**What to produce:** Copy the rows below line for line, changing nothing.

Items from a labeling collection
■ ■ ■ ■ ■ ■ ■

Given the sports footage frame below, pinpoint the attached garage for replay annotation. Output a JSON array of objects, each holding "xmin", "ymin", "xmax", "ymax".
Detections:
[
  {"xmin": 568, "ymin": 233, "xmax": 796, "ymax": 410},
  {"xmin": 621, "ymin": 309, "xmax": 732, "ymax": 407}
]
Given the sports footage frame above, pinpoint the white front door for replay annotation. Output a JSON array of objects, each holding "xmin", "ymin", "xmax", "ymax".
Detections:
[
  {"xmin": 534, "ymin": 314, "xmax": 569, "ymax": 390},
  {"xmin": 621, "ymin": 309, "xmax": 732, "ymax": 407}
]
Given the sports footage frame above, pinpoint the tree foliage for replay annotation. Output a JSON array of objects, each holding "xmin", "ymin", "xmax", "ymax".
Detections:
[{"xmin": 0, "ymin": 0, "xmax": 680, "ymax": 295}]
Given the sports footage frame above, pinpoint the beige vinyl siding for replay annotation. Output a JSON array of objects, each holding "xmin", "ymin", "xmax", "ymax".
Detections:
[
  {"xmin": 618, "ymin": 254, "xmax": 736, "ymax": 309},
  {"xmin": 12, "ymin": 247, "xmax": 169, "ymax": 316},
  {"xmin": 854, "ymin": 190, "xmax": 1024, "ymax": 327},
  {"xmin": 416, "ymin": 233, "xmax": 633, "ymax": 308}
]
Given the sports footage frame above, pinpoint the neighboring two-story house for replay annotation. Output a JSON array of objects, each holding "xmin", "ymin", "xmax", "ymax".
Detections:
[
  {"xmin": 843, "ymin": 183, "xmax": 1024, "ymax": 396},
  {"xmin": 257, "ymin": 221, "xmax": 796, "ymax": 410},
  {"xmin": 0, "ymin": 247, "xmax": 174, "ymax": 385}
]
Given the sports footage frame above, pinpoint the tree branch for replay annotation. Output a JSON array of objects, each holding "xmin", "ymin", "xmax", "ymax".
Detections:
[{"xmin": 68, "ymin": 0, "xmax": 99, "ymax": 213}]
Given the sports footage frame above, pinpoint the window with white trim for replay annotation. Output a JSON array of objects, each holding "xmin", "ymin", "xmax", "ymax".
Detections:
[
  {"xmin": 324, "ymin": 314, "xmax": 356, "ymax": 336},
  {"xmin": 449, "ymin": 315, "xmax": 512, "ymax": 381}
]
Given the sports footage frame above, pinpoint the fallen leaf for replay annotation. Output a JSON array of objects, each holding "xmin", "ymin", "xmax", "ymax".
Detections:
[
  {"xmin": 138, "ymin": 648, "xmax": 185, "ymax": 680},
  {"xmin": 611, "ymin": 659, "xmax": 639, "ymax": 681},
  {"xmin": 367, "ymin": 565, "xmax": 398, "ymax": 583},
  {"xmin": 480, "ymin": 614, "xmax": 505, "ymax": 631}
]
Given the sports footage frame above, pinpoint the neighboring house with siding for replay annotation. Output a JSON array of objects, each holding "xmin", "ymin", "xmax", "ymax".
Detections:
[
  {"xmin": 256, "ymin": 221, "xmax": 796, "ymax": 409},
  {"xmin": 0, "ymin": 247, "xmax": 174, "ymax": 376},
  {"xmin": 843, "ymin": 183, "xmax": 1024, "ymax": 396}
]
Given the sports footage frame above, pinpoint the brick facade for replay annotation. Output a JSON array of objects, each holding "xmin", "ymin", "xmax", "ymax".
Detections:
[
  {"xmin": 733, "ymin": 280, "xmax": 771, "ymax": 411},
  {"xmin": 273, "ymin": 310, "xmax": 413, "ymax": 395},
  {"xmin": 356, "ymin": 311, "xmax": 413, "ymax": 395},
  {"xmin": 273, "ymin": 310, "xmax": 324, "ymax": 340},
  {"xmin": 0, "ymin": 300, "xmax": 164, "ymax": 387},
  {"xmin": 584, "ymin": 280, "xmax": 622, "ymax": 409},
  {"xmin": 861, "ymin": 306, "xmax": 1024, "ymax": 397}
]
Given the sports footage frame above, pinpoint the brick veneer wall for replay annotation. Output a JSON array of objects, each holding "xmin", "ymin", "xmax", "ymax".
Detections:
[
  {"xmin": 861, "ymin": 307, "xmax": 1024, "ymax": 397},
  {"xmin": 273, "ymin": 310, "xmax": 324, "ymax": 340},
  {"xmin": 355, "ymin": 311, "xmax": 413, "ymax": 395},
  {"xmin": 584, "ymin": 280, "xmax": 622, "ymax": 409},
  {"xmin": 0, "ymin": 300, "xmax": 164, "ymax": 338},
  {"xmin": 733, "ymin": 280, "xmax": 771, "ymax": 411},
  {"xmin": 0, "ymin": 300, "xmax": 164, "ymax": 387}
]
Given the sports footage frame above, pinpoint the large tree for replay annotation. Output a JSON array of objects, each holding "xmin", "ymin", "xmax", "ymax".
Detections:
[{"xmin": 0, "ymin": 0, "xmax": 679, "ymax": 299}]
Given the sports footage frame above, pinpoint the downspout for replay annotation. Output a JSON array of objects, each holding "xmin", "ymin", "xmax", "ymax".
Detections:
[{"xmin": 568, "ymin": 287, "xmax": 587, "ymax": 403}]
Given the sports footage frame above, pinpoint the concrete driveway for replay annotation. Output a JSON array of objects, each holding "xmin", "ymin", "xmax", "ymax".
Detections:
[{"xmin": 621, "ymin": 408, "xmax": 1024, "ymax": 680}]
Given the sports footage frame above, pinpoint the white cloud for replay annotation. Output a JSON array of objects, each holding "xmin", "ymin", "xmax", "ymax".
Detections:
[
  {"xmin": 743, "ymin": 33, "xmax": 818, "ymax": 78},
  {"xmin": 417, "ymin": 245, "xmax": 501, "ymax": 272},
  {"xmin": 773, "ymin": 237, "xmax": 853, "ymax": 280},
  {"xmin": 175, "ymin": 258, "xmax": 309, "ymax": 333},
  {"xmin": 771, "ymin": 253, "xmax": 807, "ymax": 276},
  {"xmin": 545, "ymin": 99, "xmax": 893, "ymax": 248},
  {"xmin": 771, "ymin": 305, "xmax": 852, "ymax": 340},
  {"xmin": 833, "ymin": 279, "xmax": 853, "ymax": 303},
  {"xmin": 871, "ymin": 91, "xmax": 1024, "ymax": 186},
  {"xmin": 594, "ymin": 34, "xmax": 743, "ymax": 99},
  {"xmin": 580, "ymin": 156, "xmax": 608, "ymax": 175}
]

■ ■ ■ ■ ■ ■ ■

**Full output:**
Given the sports footage frame below, pinpoint the attached garage for replay annotation. Output a JSON array of objects, each holding "xmin", "ymin", "xmax", "ymax".
Detections:
[
  {"xmin": 568, "ymin": 233, "xmax": 796, "ymax": 410},
  {"xmin": 621, "ymin": 309, "xmax": 732, "ymax": 407}
]
Given the sports footage frame above, pinpoint the white front door for replay annotation. Output a JSON array of objects, each holding "xmin", "ymin", "xmax", "ymax".
Detections:
[
  {"xmin": 534, "ymin": 314, "xmax": 569, "ymax": 390},
  {"xmin": 621, "ymin": 309, "xmax": 732, "ymax": 407}
]
Given the sports footage frame above, pinpoint the tree foliage for replay annotation. Output a JSON array of objects, each holding "xmin", "ymin", "xmax", "ymax".
Detections:
[{"xmin": 0, "ymin": 0, "xmax": 680, "ymax": 295}]
Given the sports footage frame above, pinpoint the beige vinyl siding for replay annotation. Output a JSON array of objects, each holding "xmin", "ymin", "xmax", "ymax".
Detections:
[
  {"xmin": 618, "ymin": 254, "xmax": 736, "ymax": 309},
  {"xmin": 12, "ymin": 247, "xmax": 169, "ymax": 316},
  {"xmin": 854, "ymin": 190, "xmax": 1024, "ymax": 327},
  {"xmin": 416, "ymin": 233, "xmax": 633, "ymax": 308}
]
Given the sports footage frame above, pinpoint the neighboring two-story house for replay annotation. Output a JSON array of objects, each holding "xmin", "ymin", "xmax", "ymax".
Detections:
[
  {"xmin": 843, "ymin": 183, "xmax": 1024, "ymax": 396},
  {"xmin": 257, "ymin": 221, "xmax": 796, "ymax": 410},
  {"xmin": 0, "ymin": 247, "xmax": 174, "ymax": 385}
]
Given the sports footage frame above, pinpoint the tree branch for replay annotation. Output a JSON array of objects, each holding "xmin", "ymin", "xmax", "ymax".
Detections:
[{"xmin": 68, "ymin": 0, "xmax": 99, "ymax": 213}]
Given the sports footage frame above, pinpoint the window with white trim for replay annotation. Output a JSON array of objects, each holding "xmin", "ymin", "xmax", "ymax".
Detections:
[
  {"xmin": 324, "ymin": 314, "xmax": 356, "ymax": 336},
  {"xmin": 449, "ymin": 315, "xmax": 512, "ymax": 381}
]
Given the sports footage frame above, pinpoint the fallen leaf for replay annotation. Output a JSON array of objects, each holding "xmin", "ymin", "xmax", "ymax".
Detections:
[
  {"xmin": 138, "ymin": 648, "xmax": 185, "ymax": 680},
  {"xmin": 611, "ymin": 659, "xmax": 639, "ymax": 681},
  {"xmin": 367, "ymin": 565, "xmax": 398, "ymax": 583},
  {"xmin": 480, "ymin": 614, "xmax": 505, "ymax": 631}
]
Given the sports footage frame above, pinpoint the neighboring house with siding for replay annotation. Output a JSON array of objects, each holding "xmin", "ymin", "xmax", "ymax".
Detections:
[
  {"xmin": 256, "ymin": 221, "xmax": 796, "ymax": 409},
  {"xmin": 0, "ymin": 247, "xmax": 174, "ymax": 376},
  {"xmin": 843, "ymin": 183, "xmax": 1024, "ymax": 396}
]
Given the sports footage frame above, pinpoint the brick facade for replay annotation. Output a JSON array of objects, each holding "xmin", "ymin", "xmax", "ymax".
Detections:
[
  {"xmin": 733, "ymin": 280, "xmax": 771, "ymax": 411},
  {"xmin": 273, "ymin": 310, "xmax": 413, "ymax": 395},
  {"xmin": 356, "ymin": 311, "xmax": 413, "ymax": 395},
  {"xmin": 273, "ymin": 310, "xmax": 324, "ymax": 340},
  {"xmin": 0, "ymin": 300, "xmax": 164, "ymax": 387},
  {"xmin": 584, "ymin": 280, "xmax": 622, "ymax": 409},
  {"xmin": 861, "ymin": 306, "xmax": 1024, "ymax": 397}
]
Given the sports footage frame above, pinpoint the brick veneer wall for replay annotation. Output a JSON array of objects, each holding "xmin", "ymin", "xmax", "ymax".
Detections:
[
  {"xmin": 861, "ymin": 307, "xmax": 1024, "ymax": 397},
  {"xmin": 273, "ymin": 310, "xmax": 324, "ymax": 340},
  {"xmin": 355, "ymin": 311, "xmax": 413, "ymax": 395},
  {"xmin": 584, "ymin": 280, "xmax": 622, "ymax": 409},
  {"xmin": 0, "ymin": 300, "xmax": 164, "ymax": 338},
  {"xmin": 733, "ymin": 280, "xmax": 771, "ymax": 411},
  {"xmin": 0, "ymin": 300, "xmax": 164, "ymax": 387}
]
Given the sports footage frame above, pinpoint the large tree for replay annotation. Output a JSON array of objects, each holding "xmin", "ymin", "xmax", "ymax".
Detections:
[{"xmin": 0, "ymin": 0, "xmax": 679, "ymax": 299}]
Given the sports footage frame above, pinpoint the downspout for replay annotation. Output a JSON array of objects, each holding "xmin", "ymin", "xmax", "ymax".
Detections:
[{"xmin": 568, "ymin": 287, "xmax": 587, "ymax": 403}]
Given the sports footage frame above, pinpoint the concrete driveway for replay annotation. Output a JSON array of objects, each holding "xmin", "ymin", "xmax", "ymax".
Detections:
[{"xmin": 621, "ymin": 408, "xmax": 1024, "ymax": 680}]
Given the sports footage frame above, pinpoint the white cloud for replay annotation. Output a JSON array of objects, each holding "xmin", "ymin", "xmax", "ymax".
Detections:
[
  {"xmin": 743, "ymin": 33, "xmax": 818, "ymax": 78},
  {"xmin": 417, "ymin": 245, "xmax": 501, "ymax": 272},
  {"xmin": 773, "ymin": 237, "xmax": 853, "ymax": 280},
  {"xmin": 175, "ymin": 258, "xmax": 309, "ymax": 333},
  {"xmin": 771, "ymin": 253, "xmax": 807, "ymax": 276},
  {"xmin": 545, "ymin": 99, "xmax": 893, "ymax": 248},
  {"xmin": 771, "ymin": 305, "xmax": 852, "ymax": 340},
  {"xmin": 833, "ymin": 279, "xmax": 853, "ymax": 303},
  {"xmin": 871, "ymin": 91, "xmax": 1024, "ymax": 186},
  {"xmin": 594, "ymin": 34, "xmax": 743, "ymax": 99},
  {"xmin": 580, "ymin": 156, "xmax": 608, "ymax": 175}
]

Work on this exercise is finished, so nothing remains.